-- BEGIN TEXT PASSAGE --

The constant values of reactance used for the modeling purpose are provided in appendix section.

2.4 UPFC coordinated PSS (damping controller)

The damping controller produces an electrical torque that is in phase with speed deviation using phase compensation technique. The damping torque is controlled by the four control parameters of UPFC such as \(\delta _{B}, m_{B}, m_{E }\) and \(\delta _{E}\). The lead–lag damping controllers equipped with UPFC are of the structure as presented in Fig. 3 [28], where the output of the UPFC is the control signal input (u). The value of control signal(u) can be any one of the signals mE, mB or \(\delta B\).

The DC voltage is regulated by changing the voltage phase angle \((\delta _{E})\) of the excitation transformer (ET). The modulated value of \(\delta _{E}\) is obtained from the controller shown in Fig. 4 where PI controller acts as a voltage regulator.

Fig. 3
figure 3

Lead–lag controller-based UPFC [28]

Fig. 4
figure 4

Lead–lag controller and DC voltage regulator with UPFC

2.5 Linearized model

For controller design, the linear model of the system has been considered. The nonlinear dynamic equations presented in (1)–(7) can be linearized by taking a small variation of the parameters around a given operating point and the linearized system can be written in state-space form as [27]:

$$\begin{aligned} \dot{X}= A\Delta X + B\Delta U \end{aligned}$$
(8)

Here, A and B are the constant matrices of the system which is directly dependent upon the operating state of the system. The full forms of the matrices of equations 8 are presented in “Appendix C”.

The following state equations can be derived from the block diagram of Fig. 4 which will be further added to state Eq. (8) at the time of finding out the closed loop state matrix \(A_{c}\).

-- END TEXT PASSAGE --
-- BEGIN MATERIAL --

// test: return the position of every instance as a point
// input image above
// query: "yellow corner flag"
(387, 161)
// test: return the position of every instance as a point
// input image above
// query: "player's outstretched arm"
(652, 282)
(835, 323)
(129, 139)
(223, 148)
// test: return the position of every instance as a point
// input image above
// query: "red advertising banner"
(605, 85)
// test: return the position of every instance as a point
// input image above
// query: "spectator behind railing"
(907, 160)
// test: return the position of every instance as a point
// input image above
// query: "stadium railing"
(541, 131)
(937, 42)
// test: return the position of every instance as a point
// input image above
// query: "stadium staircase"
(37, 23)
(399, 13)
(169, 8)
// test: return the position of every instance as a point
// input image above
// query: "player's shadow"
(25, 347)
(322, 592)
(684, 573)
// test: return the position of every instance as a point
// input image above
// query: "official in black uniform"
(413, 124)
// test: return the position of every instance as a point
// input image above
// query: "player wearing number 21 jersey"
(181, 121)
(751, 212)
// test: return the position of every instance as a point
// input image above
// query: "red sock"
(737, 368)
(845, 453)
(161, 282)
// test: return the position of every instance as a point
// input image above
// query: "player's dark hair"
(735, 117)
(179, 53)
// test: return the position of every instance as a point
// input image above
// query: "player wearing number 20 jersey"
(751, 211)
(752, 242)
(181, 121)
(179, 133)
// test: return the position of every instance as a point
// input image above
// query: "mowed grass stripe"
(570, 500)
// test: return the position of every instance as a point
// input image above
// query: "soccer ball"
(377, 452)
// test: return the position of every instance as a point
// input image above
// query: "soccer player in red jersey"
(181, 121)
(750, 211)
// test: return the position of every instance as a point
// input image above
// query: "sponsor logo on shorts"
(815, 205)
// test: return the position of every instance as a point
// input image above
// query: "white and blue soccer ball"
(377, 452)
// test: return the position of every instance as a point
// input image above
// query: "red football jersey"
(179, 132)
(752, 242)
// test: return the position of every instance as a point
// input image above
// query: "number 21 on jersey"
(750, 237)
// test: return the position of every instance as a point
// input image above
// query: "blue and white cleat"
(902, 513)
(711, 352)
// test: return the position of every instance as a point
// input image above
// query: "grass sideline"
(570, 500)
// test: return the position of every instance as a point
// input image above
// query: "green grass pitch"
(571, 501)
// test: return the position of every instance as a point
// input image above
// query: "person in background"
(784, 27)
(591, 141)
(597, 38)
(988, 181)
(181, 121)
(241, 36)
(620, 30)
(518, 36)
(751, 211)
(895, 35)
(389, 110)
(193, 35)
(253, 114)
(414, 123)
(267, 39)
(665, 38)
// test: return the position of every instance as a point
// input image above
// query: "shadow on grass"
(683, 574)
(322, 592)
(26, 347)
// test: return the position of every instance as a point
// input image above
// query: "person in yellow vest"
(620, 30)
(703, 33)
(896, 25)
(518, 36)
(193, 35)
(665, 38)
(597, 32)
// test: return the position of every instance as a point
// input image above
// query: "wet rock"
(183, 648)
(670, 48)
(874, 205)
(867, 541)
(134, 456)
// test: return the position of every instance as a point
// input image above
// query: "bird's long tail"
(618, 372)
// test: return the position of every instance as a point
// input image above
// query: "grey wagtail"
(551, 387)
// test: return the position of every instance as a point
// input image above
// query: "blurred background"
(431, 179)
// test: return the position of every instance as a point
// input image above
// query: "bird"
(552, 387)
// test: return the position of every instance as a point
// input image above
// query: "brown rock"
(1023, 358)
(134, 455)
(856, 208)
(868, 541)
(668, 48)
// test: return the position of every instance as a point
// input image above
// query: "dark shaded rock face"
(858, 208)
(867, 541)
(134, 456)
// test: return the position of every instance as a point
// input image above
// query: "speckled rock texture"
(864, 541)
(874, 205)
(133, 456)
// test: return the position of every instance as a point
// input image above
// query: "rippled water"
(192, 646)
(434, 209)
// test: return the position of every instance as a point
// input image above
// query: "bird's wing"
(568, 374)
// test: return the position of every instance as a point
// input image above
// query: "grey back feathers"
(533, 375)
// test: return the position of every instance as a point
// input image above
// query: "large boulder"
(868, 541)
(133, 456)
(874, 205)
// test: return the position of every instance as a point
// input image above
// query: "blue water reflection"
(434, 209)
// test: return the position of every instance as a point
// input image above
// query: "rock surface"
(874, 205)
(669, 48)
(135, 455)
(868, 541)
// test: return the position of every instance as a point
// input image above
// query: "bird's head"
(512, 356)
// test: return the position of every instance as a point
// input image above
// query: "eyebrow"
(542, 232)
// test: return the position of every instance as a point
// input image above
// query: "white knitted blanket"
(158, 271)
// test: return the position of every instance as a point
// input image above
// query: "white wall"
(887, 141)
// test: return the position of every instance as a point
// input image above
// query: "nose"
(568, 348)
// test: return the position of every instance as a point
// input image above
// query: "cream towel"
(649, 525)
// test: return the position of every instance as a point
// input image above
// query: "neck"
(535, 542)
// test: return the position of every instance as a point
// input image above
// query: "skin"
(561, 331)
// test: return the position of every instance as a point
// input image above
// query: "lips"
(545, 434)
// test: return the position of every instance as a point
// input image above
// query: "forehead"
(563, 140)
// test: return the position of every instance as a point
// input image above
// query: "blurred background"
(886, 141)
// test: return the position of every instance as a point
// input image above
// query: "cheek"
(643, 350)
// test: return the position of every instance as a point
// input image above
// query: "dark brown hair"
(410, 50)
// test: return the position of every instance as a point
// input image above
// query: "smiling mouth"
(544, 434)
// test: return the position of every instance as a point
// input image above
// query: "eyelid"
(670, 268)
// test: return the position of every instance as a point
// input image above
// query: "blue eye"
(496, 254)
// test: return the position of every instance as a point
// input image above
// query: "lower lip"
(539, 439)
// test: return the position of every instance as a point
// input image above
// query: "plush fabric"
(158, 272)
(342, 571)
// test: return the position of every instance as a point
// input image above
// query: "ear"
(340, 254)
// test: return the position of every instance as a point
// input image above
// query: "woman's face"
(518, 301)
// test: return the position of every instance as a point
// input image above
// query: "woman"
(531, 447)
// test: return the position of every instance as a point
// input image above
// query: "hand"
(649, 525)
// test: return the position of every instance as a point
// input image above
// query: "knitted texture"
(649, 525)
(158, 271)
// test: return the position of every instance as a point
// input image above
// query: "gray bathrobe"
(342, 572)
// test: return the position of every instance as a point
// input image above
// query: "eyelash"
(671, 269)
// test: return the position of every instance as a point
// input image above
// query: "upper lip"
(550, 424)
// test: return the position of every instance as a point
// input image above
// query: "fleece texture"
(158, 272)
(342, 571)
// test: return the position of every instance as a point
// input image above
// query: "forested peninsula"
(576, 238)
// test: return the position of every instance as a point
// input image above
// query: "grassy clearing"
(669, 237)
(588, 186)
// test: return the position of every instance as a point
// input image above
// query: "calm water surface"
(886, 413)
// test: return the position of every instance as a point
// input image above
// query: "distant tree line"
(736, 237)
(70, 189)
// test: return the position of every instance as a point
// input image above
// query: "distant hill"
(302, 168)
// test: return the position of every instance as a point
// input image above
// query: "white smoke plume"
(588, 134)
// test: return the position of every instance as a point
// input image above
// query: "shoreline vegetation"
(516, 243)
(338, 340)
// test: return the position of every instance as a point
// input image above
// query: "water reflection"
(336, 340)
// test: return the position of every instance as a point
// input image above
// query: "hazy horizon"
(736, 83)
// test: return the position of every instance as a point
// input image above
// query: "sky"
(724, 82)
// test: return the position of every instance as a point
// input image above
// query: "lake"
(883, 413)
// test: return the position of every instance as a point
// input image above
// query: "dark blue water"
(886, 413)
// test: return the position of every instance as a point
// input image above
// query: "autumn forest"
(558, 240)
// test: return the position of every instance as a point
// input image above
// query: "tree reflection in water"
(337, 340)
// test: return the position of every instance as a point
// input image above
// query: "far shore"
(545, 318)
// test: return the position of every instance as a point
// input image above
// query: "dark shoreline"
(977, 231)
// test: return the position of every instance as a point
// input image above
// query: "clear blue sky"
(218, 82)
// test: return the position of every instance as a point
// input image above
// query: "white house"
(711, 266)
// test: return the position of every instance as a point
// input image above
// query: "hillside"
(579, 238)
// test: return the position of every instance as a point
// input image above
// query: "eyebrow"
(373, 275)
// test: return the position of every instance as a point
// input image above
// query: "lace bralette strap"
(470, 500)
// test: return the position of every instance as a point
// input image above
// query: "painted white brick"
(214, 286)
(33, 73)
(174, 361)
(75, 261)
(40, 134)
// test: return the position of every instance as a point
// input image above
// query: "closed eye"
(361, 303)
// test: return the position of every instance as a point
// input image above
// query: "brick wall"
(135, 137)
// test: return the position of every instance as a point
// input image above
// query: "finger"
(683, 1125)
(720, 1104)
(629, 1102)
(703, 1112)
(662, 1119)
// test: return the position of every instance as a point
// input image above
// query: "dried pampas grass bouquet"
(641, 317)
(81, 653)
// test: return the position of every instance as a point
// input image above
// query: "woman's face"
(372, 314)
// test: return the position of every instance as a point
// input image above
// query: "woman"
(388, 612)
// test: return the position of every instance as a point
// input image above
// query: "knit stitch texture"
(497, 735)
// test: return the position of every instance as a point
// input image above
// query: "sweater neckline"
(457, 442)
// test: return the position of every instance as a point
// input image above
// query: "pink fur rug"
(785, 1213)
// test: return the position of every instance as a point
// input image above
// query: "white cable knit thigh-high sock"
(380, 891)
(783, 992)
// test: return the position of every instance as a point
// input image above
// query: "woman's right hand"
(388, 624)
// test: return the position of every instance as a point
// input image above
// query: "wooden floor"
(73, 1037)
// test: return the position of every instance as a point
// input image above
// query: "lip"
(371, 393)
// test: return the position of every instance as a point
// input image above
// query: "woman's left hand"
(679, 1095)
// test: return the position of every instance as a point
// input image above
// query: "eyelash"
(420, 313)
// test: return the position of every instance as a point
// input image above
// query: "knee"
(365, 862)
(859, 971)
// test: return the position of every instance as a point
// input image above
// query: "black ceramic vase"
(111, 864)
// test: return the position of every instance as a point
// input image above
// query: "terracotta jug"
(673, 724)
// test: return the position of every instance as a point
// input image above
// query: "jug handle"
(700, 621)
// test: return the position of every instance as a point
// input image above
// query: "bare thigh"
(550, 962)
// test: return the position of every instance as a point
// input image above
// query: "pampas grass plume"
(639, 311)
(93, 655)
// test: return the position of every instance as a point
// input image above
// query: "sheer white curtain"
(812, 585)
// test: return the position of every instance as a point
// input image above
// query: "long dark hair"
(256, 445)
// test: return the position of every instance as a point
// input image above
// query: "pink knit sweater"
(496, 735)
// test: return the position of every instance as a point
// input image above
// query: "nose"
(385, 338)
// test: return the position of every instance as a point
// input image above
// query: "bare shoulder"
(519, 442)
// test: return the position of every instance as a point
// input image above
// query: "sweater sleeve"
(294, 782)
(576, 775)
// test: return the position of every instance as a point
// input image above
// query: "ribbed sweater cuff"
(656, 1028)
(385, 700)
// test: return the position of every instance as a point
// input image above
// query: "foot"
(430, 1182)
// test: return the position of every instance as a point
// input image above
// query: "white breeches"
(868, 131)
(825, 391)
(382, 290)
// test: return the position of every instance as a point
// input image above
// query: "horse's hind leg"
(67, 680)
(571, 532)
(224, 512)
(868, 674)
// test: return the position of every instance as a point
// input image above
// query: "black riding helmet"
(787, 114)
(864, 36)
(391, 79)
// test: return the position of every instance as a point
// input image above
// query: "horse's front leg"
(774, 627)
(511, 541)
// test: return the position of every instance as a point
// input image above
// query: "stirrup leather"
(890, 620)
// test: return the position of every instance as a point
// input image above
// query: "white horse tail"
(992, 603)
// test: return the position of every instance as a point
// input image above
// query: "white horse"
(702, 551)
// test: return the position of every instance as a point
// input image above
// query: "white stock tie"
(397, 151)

-- END MATERIAL --

EXERCISE REQUIREMENTS –
- A) Retype the UPFC passage from "The damping controller" to "or \(\delta B\).".
- B) Answer these questions from the UPFC passage:
(i) In the controller shown in Fig. 4, what does the PI controller act as?
(ii) How many control parameters of UPFC control the damping torque?
(iii) In which appendix are the full forms of the matrices of equation 8 presented?
- C) Carry on the UPFC passage from where it stops.
The listing comes from a separate source, unrelated to the UPFC passage.

SET OF ANSWERS –
- A)
The damping controller produces an electrical torque that is in phase with speed deviation using phase compensation technique. The damping torque is controlled by the four control parameters of UPFC such as \(\delta _{B}, m_{B}, m_{E }\) and \(\delta _{E}\). The lead–lag damping controllers equipped with UPFC are of the structure as presented in Fig. 3 [28], where the output of the UPFC is the control signal input (u). The value of control signal(u) can be any one of the signals mE, mB or \(\delta B\).

- B)
(i) A voltage regulator.
(ii) Four.
(iii) Appendix C.

- C)
$$\begin{aligned}&\Delta \dot{y}_1 =\left[ K \Delta \dot{\omega } T_w -\Delta y_1 \right] \frac{1}{T_w } \end{aligned}$$
(9)
$$\begin{aligned}&\Delta \dot{y}_2 =\left[ \Delta y_1 +\Delta \dot{y}_1 T_1 -\Delta y_2 \right] \frac{1}{T_2 } \end{aligned}$$
(10)
$$\begin{aligned}&\Delta \dot{c}=\left[ -\Delta c+\Delta \dot{\delta }_E T_3 +\Delta y_2 \right] \frac{1}{T_4 } \end{aligned}$$
(11)
$$\begin{aligned}&\Delta \dot{L}_2 =K_p \Delta \dot{L}_1 +K_i \Delta L_1 \end{aligned}$$
(12)
$$\begin{aligned}&\Delta \dot{\delta }_E =\left[ K_3 \Delta L_3 -\Delta \delta _E \right] \frac{1}{T_s } \end{aligned}$$
(13)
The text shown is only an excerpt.